▶ **TASK BRIEF**: Give only the number of lines in the material below that contain the string "query", counting only matches with the same case.

▶ **MATERIAL FOR THE TASK**:
^^^^
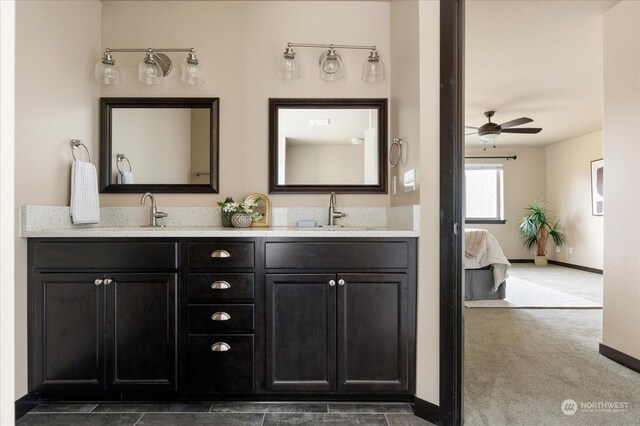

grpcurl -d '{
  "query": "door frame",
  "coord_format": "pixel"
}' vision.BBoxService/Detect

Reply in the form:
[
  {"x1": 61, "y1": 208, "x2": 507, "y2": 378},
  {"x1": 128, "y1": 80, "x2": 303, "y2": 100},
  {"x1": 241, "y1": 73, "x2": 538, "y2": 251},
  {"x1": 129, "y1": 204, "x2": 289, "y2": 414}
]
[{"x1": 439, "y1": 0, "x2": 465, "y2": 426}]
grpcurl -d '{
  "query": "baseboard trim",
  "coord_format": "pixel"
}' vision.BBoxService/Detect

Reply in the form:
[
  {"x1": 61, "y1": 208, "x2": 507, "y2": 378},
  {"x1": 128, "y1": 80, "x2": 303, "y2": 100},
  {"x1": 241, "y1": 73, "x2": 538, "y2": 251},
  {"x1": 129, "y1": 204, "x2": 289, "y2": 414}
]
[
  {"x1": 547, "y1": 259, "x2": 602, "y2": 275},
  {"x1": 15, "y1": 394, "x2": 40, "y2": 421},
  {"x1": 600, "y1": 343, "x2": 640, "y2": 372},
  {"x1": 415, "y1": 397, "x2": 440, "y2": 425}
]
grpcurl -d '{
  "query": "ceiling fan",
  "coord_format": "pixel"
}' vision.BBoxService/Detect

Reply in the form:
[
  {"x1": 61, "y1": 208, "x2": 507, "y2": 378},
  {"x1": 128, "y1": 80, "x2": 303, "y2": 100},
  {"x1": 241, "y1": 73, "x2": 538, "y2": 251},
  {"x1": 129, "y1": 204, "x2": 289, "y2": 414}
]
[{"x1": 465, "y1": 111, "x2": 542, "y2": 142}]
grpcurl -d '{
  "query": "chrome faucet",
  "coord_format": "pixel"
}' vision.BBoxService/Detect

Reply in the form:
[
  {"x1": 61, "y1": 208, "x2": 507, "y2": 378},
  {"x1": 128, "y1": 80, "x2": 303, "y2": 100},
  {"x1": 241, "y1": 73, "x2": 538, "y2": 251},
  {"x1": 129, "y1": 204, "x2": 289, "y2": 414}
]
[
  {"x1": 140, "y1": 192, "x2": 168, "y2": 228},
  {"x1": 327, "y1": 192, "x2": 346, "y2": 227}
]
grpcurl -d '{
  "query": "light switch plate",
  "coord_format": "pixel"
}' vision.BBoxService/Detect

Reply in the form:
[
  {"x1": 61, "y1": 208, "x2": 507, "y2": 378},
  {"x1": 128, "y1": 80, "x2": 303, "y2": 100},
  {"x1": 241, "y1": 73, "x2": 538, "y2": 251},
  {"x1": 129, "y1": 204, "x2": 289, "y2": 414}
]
[{"x1": 404, "y1": 169, "x2": 416, "y2": 192}]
^^^^
▶ **ANSWER FOR THIS EXERCISE**: 5